◆ Records for the exercise
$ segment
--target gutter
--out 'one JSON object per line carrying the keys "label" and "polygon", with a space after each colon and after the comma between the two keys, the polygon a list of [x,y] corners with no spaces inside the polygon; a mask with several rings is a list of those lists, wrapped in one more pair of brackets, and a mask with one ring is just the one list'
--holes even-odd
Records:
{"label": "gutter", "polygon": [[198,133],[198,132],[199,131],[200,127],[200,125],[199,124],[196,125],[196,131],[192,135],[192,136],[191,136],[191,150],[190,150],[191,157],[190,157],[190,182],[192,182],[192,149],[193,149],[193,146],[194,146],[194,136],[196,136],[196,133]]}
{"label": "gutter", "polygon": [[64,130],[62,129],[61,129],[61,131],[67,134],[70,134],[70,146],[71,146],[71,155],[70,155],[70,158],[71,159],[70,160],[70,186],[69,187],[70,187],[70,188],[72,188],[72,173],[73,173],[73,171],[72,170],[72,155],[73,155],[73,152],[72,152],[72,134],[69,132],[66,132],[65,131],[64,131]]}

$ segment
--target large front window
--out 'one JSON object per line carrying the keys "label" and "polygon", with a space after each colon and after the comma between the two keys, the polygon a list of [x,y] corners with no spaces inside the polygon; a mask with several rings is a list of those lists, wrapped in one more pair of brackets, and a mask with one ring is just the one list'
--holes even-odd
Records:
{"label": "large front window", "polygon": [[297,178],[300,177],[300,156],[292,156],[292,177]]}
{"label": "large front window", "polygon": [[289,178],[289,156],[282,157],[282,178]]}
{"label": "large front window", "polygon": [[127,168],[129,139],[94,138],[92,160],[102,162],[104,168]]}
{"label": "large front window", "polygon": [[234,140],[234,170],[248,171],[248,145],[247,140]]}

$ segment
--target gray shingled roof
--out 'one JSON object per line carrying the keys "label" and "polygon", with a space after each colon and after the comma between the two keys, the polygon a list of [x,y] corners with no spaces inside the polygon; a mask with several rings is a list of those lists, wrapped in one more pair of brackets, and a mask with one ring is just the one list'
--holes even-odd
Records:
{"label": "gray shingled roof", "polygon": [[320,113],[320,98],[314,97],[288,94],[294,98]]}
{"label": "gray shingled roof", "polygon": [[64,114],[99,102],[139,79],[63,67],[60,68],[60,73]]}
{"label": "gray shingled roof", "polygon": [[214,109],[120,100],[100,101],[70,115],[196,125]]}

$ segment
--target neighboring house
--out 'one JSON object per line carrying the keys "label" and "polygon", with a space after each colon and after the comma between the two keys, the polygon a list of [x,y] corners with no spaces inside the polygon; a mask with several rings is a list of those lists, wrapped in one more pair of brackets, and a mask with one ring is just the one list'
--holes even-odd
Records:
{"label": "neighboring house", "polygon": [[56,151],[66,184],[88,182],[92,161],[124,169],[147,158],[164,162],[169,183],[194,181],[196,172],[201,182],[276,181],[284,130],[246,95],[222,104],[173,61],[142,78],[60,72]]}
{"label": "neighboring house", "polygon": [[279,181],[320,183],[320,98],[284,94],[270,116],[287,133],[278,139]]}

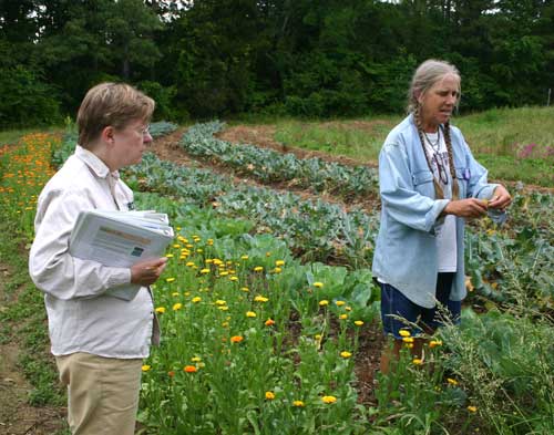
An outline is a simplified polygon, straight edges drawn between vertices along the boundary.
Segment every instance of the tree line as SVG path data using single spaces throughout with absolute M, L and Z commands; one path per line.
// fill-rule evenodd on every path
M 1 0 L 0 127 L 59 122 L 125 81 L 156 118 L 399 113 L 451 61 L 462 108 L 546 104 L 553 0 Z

--

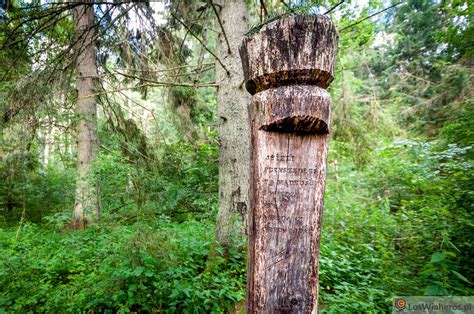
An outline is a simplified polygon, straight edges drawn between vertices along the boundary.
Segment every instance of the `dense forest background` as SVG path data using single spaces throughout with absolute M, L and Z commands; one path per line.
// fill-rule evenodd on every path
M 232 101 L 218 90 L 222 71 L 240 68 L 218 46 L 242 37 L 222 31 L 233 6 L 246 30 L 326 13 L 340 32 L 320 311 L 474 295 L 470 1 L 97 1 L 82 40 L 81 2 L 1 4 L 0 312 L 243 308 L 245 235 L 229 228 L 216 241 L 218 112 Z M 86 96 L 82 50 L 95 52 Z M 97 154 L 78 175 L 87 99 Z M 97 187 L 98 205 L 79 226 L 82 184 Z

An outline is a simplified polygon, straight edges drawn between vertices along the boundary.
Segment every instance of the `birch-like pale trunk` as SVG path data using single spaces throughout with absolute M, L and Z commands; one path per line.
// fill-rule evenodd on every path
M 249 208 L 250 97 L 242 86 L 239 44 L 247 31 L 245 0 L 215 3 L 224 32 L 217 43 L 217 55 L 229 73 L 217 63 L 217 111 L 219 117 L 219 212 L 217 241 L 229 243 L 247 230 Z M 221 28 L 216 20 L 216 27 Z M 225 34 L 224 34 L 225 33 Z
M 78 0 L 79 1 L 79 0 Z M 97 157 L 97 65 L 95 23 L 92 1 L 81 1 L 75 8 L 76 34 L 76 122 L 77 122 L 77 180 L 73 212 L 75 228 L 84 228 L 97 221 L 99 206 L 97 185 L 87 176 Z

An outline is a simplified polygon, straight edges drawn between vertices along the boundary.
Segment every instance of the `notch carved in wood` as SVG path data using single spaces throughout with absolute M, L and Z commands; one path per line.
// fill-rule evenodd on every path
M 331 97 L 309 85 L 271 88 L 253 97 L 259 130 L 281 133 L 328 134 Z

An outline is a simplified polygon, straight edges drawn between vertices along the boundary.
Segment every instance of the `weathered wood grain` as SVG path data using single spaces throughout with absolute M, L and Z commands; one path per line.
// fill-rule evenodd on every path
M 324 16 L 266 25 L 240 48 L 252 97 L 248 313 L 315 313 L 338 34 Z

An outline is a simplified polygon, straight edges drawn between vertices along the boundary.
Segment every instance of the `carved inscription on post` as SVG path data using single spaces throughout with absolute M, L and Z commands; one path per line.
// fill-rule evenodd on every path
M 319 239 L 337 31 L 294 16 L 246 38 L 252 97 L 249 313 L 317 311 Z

◆ Goal of the exercise
Report every line of the rows above that contains the string "data", copying each such line in full.

◆ Response below
Segment every instance of the tree line as SVG path data using single spaces throughout with absolute M, L and Z commands; one path per line.
Segment every instance of the `dense forest background` as SVG path data using single spaces throughout with absolute M, L and Z commands; one path per line.
Segment every instance of the `birch-like pale trunk` as SVG path data using single spaces throughout with absolute M, L and Z commands; one path per line.
Segment every instance of the `notch carved in wood` as SVG path data using single spaces throughout with absolute M, L and Z commands; one path per line.
Segment every instance of the `weathered wood grain` as SVG path data using single spaces throughout with absolute M, L and Z commands; one path per line.
Segment every instance of the `carved inscription on post` as SVG path data using single spaces throughout with absolute M, L and Z commands; one path per line.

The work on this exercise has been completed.